** Opening DOCUMENT EXCERPT block **

India has banned commercial surrogacy after its parliament passed a bill ending the country’s reputation as a ‘rent a womb’ haven for childless couples.
The Surrogacy (Regulation) Bill 2016 bans all foreign applicants, bringing to an end a period during which India became the world’s “fertility tourism” hotspot, with an estimated $400m (£317m) per year being spent by couples from abroad.
The new law’s supporters say it will also protect vulnerable women from being exploited by unscrupulous agents for wealthy Indian clients seeking to jump adoption queues. Now, surrogate mothers must be a “close relative” and recipients must be infertile couples who have been married at least five years.
As the bill was being discussed in the Lok Sabha, the lower house of parliament, the health minister, J P Nadda, said: "Even NGOs and civil society were of the opinion that commercial surrogacy must be stopped.

** Closing DOCUMENT EXCERPT block **

• **SET OF TASKS**:
1. According to the article on India's surrogacy ban, how long must recipient couples have been married?
2. Extend the article on India's surrogacy ban, beginning immediately after its final sentence.
The material after this text is not needed here.

** Opening DATA EXCERPTS block **

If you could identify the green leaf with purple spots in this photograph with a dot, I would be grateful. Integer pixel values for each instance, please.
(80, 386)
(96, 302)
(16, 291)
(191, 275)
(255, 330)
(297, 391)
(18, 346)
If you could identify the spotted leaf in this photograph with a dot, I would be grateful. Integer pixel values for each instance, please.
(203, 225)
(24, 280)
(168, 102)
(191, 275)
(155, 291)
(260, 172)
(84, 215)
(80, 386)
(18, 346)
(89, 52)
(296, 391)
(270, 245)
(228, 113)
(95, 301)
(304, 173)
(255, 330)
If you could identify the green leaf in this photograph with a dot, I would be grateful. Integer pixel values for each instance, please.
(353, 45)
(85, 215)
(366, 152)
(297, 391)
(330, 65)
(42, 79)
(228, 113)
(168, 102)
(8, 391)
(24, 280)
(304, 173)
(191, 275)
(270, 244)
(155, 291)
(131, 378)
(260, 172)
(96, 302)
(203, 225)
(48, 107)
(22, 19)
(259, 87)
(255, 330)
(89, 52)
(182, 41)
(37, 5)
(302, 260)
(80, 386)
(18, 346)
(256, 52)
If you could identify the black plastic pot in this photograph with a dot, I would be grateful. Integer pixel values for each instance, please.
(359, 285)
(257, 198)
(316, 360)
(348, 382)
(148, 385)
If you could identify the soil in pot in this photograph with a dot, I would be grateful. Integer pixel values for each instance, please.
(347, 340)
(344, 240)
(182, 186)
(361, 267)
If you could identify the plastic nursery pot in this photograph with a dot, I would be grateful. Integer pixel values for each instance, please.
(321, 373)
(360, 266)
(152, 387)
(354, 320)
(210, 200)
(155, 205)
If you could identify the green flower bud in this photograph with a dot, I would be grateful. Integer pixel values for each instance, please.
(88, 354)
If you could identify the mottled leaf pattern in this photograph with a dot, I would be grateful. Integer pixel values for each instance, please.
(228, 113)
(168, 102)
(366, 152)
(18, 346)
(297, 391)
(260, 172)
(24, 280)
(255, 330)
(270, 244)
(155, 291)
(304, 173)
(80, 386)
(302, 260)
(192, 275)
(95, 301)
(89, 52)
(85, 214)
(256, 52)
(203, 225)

** Closing DATA EXCERPTS block **

• **ANSWERS BELOW**:
1. At least five years.

2.
“Exploitation of surrogate mothers was also an issue. The government decided to come out with the bill keeping the Indian ethos in mind, so that exploitation of surrogate mothers could be stopped."
The law seeks to end such exploitation and only allow “altruistic surrogacy”, as now surrogates will be stopped from accepting money, other than payment of medical bills.
However opponents say prohibition of commercial surrogacy could push the business underground, and that the definition of “close relative” is problematic.
Dr Ranjana Kumari of the Centre for Social Research, a women’s rights group based in Delhi, said: “I think it is a little extreme to ban it completely, we would have liked to have seen better regulation. That way at least it would have remained in the open.
“Given the social relations in some Indian societies, there is also a worry that due to power dynamics some females could be coerced into such situations.
“Ideally regulation would’ve helped ensure consent, but it’s the law now so hopefully it will still help.”
The bill bans any form of surrogacy for gay people, single parents and unmarried couples, prompting some to call it archaic.
“It is a good bill but not modern enough,” said Supriya Sule, an MP for the Congress Party, during the bill’s debate.
Ghosh Dastidar of the Trinamool Congress Party (TCP) said same-sex couples should also be allowed to have a child through surrogacy.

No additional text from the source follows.